(Data excerpts)
======
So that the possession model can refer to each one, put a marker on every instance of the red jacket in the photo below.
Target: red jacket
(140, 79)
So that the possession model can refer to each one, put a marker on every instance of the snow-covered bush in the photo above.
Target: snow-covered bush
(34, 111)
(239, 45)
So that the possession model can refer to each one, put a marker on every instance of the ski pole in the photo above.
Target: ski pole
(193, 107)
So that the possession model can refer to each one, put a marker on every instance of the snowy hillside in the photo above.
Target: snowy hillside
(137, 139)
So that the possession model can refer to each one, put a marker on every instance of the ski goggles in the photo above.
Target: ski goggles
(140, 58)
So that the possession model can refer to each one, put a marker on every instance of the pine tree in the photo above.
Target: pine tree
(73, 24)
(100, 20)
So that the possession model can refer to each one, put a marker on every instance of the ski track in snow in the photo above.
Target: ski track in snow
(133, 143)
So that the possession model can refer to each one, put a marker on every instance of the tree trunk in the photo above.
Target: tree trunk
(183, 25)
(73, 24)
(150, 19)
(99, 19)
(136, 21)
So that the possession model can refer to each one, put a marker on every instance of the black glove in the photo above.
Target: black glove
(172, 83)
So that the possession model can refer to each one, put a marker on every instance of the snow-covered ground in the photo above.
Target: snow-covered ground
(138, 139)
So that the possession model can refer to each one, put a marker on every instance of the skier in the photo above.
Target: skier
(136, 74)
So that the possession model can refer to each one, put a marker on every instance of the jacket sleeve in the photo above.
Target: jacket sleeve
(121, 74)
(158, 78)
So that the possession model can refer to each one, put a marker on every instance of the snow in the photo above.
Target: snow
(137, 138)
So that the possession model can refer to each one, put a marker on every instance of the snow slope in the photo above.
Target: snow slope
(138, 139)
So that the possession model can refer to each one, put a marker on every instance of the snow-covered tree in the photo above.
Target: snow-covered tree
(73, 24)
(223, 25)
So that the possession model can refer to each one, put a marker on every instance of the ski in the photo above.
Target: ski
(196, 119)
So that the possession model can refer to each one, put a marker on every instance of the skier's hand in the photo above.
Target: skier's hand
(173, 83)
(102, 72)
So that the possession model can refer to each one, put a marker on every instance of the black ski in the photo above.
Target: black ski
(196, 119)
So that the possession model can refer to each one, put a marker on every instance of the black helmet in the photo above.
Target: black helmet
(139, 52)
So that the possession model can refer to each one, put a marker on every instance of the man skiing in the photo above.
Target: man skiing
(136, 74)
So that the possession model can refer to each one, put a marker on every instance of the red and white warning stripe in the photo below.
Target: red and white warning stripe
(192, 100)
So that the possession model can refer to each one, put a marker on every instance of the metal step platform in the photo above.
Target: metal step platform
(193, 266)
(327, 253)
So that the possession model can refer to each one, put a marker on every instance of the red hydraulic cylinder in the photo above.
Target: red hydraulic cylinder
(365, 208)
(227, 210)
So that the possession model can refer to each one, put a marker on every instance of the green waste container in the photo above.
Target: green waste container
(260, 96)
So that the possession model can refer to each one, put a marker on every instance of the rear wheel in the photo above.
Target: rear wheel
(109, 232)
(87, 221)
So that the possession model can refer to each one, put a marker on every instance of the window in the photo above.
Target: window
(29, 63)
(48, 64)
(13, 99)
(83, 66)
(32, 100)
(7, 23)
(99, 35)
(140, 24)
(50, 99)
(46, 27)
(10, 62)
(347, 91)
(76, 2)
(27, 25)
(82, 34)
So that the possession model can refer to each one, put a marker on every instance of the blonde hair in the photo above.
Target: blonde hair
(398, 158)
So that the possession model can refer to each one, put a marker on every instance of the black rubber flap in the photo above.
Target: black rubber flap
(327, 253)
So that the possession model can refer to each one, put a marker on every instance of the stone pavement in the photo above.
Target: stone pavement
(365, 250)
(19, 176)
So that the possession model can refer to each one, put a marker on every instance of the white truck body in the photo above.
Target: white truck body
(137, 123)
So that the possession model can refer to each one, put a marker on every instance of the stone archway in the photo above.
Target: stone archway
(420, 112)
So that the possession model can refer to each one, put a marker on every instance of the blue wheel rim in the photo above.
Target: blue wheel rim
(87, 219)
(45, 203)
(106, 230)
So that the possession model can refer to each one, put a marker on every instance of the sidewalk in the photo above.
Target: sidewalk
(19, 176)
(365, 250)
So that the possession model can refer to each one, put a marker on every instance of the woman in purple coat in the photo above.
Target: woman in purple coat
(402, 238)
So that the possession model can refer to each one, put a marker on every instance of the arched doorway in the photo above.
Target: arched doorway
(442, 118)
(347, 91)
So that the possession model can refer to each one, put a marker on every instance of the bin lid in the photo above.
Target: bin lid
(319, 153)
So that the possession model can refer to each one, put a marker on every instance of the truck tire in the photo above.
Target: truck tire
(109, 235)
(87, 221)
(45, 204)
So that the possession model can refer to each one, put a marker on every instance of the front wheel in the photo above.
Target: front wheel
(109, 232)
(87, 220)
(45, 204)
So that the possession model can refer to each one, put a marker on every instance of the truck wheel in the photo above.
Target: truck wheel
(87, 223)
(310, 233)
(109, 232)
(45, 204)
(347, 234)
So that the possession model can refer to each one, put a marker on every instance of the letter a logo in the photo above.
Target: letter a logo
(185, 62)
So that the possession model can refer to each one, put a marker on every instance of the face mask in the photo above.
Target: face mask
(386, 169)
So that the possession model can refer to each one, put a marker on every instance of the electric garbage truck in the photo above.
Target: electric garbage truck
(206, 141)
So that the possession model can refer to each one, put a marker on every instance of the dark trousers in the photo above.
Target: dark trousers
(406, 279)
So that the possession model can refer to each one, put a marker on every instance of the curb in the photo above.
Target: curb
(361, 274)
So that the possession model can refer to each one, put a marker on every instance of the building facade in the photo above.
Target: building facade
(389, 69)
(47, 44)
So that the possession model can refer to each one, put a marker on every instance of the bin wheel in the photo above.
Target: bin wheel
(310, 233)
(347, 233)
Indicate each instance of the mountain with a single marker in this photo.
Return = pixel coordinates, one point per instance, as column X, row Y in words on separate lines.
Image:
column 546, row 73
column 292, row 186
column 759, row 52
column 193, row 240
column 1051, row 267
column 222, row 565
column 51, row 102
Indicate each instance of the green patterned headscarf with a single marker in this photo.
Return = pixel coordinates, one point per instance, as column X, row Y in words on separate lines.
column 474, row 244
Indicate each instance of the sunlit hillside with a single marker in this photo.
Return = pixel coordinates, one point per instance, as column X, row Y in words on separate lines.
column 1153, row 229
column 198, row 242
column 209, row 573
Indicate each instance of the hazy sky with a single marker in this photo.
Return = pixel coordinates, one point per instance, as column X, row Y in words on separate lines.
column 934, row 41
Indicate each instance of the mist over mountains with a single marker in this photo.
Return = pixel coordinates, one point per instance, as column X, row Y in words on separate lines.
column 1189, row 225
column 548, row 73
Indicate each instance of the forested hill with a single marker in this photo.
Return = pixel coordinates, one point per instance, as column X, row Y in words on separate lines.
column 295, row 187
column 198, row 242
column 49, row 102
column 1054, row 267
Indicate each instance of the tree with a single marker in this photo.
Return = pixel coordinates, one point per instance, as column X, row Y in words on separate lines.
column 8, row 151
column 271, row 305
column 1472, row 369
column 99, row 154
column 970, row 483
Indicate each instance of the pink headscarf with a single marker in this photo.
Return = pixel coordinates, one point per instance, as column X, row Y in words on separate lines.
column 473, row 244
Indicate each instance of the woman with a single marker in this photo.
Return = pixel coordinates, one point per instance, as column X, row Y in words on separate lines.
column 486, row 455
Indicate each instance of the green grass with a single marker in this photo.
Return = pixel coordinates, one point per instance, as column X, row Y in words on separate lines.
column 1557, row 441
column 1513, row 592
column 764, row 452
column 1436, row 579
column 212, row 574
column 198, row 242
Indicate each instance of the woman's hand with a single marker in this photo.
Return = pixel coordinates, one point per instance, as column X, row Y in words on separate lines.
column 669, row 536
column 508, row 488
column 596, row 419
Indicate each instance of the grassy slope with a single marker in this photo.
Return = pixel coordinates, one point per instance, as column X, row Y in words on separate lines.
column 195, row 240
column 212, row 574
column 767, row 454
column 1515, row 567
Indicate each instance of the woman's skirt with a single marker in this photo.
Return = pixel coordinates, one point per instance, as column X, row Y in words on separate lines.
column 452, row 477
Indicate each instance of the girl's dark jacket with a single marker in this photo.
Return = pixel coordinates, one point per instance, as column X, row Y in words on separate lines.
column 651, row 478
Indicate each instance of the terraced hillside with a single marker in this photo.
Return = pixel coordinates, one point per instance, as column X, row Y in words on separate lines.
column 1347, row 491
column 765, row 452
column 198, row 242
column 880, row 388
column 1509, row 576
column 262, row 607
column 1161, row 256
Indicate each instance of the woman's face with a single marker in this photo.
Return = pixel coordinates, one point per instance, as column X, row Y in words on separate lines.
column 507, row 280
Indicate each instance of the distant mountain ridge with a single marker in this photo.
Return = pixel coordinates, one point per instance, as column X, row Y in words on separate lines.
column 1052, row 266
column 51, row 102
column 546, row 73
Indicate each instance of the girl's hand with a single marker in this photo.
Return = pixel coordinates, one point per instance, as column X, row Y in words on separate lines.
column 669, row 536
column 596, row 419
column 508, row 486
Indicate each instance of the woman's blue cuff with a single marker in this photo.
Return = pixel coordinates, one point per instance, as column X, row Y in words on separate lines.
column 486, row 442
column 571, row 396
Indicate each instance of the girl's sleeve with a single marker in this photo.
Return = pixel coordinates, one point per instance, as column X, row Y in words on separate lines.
======
• What the task asks
Wherever the string "below" appears in the entries above, list that line.

• Expected answer
So that the possession model can refer to each one, put a marker on every instance of the red jacket in the photo below.
So that the possession model can refer to each one, put a marker on every instance of the red and white warning stripe in the photo below.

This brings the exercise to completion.